Mas, afinal, qual a vantagem de deixar os anunciantes no escuro? Não seria melhor jogar o jogo de maneira mais cooperativa? Depende.
E se, na verdade, toda essa mística em torno da capacidade de identificar as pessoas, saber suas preferências, humor e tudo mais não passar de ilusão? E se, afinal, rede social não viciar como cocaína, nem os consumidores forem teleguiáveis?
Um dos artigos que Hwang cita em seu livro traz dados de um experimento recente, em behavioral targeting, conduzido na Austrália. Segundo os autores "a acurácia média na identificação de homens de 25-54 anos é 24,4%. Dado que a distribuição natural dos atributos é de 26.5%, o desempenho médio das ferramentas, de acordo com a nossa amostra é pior que o acaso" (Neumann, Tucker e Whitfield, 2019).
--------------------------------------------------
* Problemas e tarefas *
1. No texto sobre segmentação comportamental, qual foi a acurácia média na identificação de homens de 25 a 54 anos no experimento feito na Austrália?
2. Prossiga com o texto sobre segmentação comportamental a partir de onde ele termina.
Não é preciso consultar os dados.

* Dados disponíveis *
--------------------------------------------------
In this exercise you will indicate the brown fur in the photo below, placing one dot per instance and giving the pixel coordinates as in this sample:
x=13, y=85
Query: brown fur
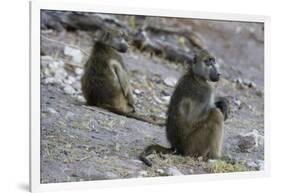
--------------------------------------------------
* Resultados por tarefa *
1. 24,4%.

2.
Corroborando o desconhecimento, um analista do Pivotal Research Group criou um anúncio no Facebook que, de acordo com a ferramenta, poderia alcançar 41 milhões de jovens de 18-24 anos, nos Estados Unidos. Detalhe: o país só tem 31 milhões de pessoas nessa faixa etária (para detalhes desta história, de 2017, acesse aqui).
Engana-se quem vê nisso pura má-fé. A realidade é que é muito difícil fazer esse tipo de inferência. Além de existirem limitações técnicas nada desprezíveis, cada vez mais gente se nega a aceitar cookies, que são fundamentais para o bom monitoramento.
Para piorar, empresas como a Apple, que têm pouco a ganhar com esse tipo de modelo, estão se mexendo para aumentar o controle dos usuários sobre seus dados de navegação. A partir do começo do ano que vem, a empresa de Cupertino vai exigir que anunciantes obtenham autorização de seus clientes (dotados de aparelhos com iOS14), para coletar dados pessoais.
A tese de Hwang é que esse tipo de coisa limita a capacidade de manipular o comportamento humano no universo digital. Simultaneamente, o valor cobrado dos anunciantes só cresce, em função da especulação e do fortalecimento da mística que a sustenta. Em breve, o descolamento vai se tornar grande demais, o mercado vai derreter. E o capitalismo nunca mais será o mesmo.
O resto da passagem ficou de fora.